===== Source document =====

2011 NBA Post Mortem

I wasn't going to write anything more about this year's NBA season, but it was so swell, I couldn't help it.  Plus, there seems to be an overload of dumbass narrative associated with the season, so it can't hurt to add some perspective outside of the 24 hour yak machine in Bristol.  And yes, I know it's really late, but that's what happens when you try to keep three blogs, two musical projects, and a 45-hour-a-week day (and night and weekend) job.

  • The Mavs didn't win the title, the Heat lost it.  Bullshit.  First of all, that's a silly cliche on the surface of it: the Mavs won the title, the Heat lost it.  BOTH THINGS HAPPENED.  But seriously, too many people are characterizing this as a series the Heat gave away, which is ridiculous.  In spite of the individual basketball awesomeness of LeBron, Wade, and Bosh, the ingredients weren't there for a good basketball team, at least not immediately, and not without some real work and sacrifice on everybody's part.  This is a point that has been heavily discussed (both here and elsewhere), and yet so many still seem to be missing the point.  The Heat may have had the better individuals, but the Mavs had the better team.  That doesn't mean that the Heat will never be a good team - as a matter of fact, they made some pretty serious strides in the playoffs - it just means that the best players don't always make the best team, at least not right out of the box.
  • "Scoring the ball".  I just have an image of some guy in carpenter's overalls whipping out an old-school pocket knife and cutting the surface of the basketball.  Is there any way we could just lose this hideous phrase?  Didn't think so.

===== Records supplied =====

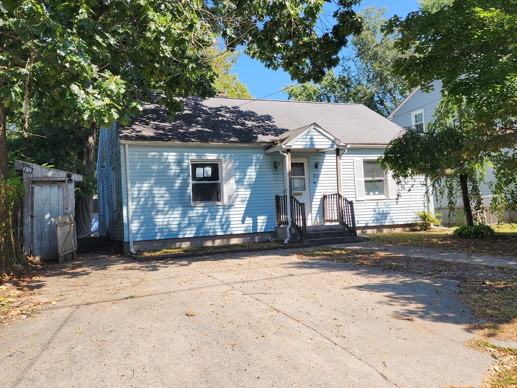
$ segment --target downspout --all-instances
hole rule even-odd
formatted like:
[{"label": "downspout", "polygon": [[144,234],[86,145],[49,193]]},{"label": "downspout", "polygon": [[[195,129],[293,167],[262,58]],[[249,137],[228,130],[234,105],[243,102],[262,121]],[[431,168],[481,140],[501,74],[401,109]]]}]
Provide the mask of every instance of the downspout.
[{"label": "downspout", "polygon": [[289,177],[287,176],[287,171],[289,171],[289,161],[287,160],[287,153],[283,152],[281,148],[278,150],[282,156],[284,157],[284,188],[285,190],[285,195],[287,198],[287,238],[284,240],[284,244],[287,244],[291,240],[291,198],[289,198]]},{"label": "downspout", "polygon": [[129,146],[126,143],[124,144],[126,151],[126,181],[127,183],[128,195],[128,231],[129,234],[129,251],[133,255],[136,253],[133,247],[133,230],[131,226],[132,212],[131,208],[131,181],[129,179]]}]

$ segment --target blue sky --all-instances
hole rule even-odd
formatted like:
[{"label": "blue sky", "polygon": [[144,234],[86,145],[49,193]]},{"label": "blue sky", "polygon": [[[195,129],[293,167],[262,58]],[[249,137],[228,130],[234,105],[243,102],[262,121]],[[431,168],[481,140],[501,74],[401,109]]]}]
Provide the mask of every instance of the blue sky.
[{"label": "blue sky", "polygon": [[[388,11],[385,14],[387,17],[397,14],[403,18],[412,11],[418,9],[417,0],[365,0],[356,9],[360,10],[364,7],[374,5],[387,8]],[[240,55],[238,62],[235,64],[233,72],[238,74],[239,80],[246,84],[251,95],[255,98],[260,98],[273,93],[283,87],[284,85],[293,83],[291,77],[285,71],[275,71],[266,69],[259,61],[252,59],[244,54]],[[268,98],[286,100],[287,96],[281,92]]]}]

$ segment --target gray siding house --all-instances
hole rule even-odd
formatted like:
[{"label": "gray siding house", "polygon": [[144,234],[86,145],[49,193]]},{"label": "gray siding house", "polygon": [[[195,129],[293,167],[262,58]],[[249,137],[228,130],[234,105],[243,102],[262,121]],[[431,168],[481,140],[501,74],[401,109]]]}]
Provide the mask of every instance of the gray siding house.
[{"label": "gray siding house", "polygon": [[173,120],[148,103],[128,127],[101,130],[99,234],[126,252],[284,240],[324,225],[393,230],[425,206],[418,182],[396,200],[375,161],[402,129],[363,106],[184,102]]}]

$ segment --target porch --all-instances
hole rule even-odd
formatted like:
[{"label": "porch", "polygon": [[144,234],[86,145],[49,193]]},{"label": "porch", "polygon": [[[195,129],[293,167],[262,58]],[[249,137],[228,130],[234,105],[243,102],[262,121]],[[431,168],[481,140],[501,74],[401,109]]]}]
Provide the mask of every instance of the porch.
[{"label": "porch", "polygon": [[[286,135],[265,151],[283,159],[284,195],[275,198],[277,230],[285,229],[286,241],[313,245],[357,238],[354,204],[342,193],[341,155],[349,145],[315,123]],[[275,169],[279,166],[275,162]]]}]

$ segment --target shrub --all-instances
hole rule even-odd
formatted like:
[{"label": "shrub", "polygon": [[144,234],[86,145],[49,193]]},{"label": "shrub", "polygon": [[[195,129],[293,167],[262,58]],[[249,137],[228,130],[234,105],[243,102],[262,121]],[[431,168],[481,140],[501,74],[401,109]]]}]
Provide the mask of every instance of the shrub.
[{"label": "shrub", "polygon": [[439,225],[442,221],[436,218],[436,216],[439,216],[440,214],[437,213],[434,216],[431,214],[431,212],[417,212],[416,224],[417,230],[429,230],[431,229],[432,223],[435,225]]},{"label": "shrub", "polygon": [[488,238],[495,235],[495,231],[489,225],[463,225],[452,232],[454,236],[464,238]]}]

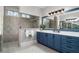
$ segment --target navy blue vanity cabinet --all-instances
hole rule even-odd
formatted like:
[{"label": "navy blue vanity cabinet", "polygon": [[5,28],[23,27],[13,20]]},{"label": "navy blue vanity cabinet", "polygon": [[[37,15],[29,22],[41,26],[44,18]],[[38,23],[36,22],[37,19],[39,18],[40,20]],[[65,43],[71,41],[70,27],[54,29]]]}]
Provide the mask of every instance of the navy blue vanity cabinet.
[{"label": "navy blue vanity cabinet", "polygon": [[53,34],[37,32],[37,41],[38,43],[41,43],[49,48],[54,47]]},{"label": "navy blue vanity cabinet", "polygon": [[48,46],[48,36],[49,36],[49,34],[48,33],[43,33],[43,44],[45,45],[45,46]]},{"label": "navy blue vanity cabinet", "polygon": [[48,34],[43,32],[37,32],[37,42],[48,46]]},{"label": "navy blue vanity cabinet", "polygon": [[58,34],[54,35],[54,49],[60,52],[61,52],[61,40],[62,40],[61,35],[58,35]]},{"label": "navy blue vanity cabinet", "polygon": [[37,42],[43,44],[44,34],[42,32],[37,32]]},{"label": "navy blue vanity cabinet", "polygon": [[54,48],[54,34],[48,35],[48,47]]},{"label": "navy blue vanity cabinet", "polygon": [[62,52],[79,53],[79,37],[62,36]]}]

=====

## Written exercise 1
Rewrite everything in the records from the line containing "vanity cabinet --all-instances" down to the line containing "Provide the mask of every instance of the navy" as a Markdown table with the columns Row and Line. Give one numbered row per line and leave out blank lines.
## Written exercise 2
Extend the 2011 NBA post mortem from its last sentence.
The records have no connection to the text.

## Response 1
| Row | Line |
|---|---|
| 1 | $ segment --target navy blue vanity cabinet --all-instances |
| 2 | hole rule even-odd |
| 3 | formatted like: |
| 4 | [{"label": "navy blue vanity cabinet", "polygon": [[5,28],[23,27],[13,20]]},{"label": "navy blue vanity cabinet", "polygon": [[[37,15],[29,22],[41,26],[44,18]],[[38,23],[36,22],[37,19],[39,18],[40,20]],[[65,43],[71,41],[70,27],[54,29]]]}] |
| 5 | Provide the mask of every instance of the navy blue vanity cabinet. |

## Response 2
  • LeBron isn't clutch; LeBron needs to become a killer, like Kobe Bryant.  Let's deal with that last one first, because I have said that myself before: when the game's on the line, who would you rather have the ball, Kobe or LeBron?  To the NBA fan, the answer would seem obvious, but it's not.  Of all the players who took part in this year's playoffs, who would you hand the ball to?  Kobe?  Not so fast - according to stats compiled by True Hoop's Henry Abbott, the first guy you would give the ball to is Carmelo Anthony.  No surprise there, the guy is probably the most lethal scorer in basketball, and that includes Kobe.  So, okay, Kobe's next, right?  Nope . . . how about Chris Paul, Shawn Marion (?!), Brandon Roy (no surprise there), Hedo Turkoglu (okay, leave him out after the brain farts he let out this year), and Mike Bibby (??!!)?  If you say to me "Dirk Nowitzki", I say "no duh" after what he did this year, but this list was compiled before his coming out party.  Then, how about Tim Duncan, Eddie Jones, and Raymond Felton?  And next we have . . . LeBron James?  Yup, the much-maligned King James is ahead of Kobe on this list, as is Ray Allen and Gilbert "Hibachi" Arenas.  As a matter of fact, Kobe is only about 1.5 points better than the league average at clutch time, and just over 15 points short of Carmelo . . . so, don't believe everything you think you know.  While LeBron did have a pretty serious drop off during the playoffs this year, I think it has to do with a lot more that "not being clutch", some of which we'll get into below.
  • LeBron James needs to work with a sports psychologist to cure his crunch-time woes.  Jesus Christ.  LeBron doesn't need a sports psychologist, he needs a midrange and post up game.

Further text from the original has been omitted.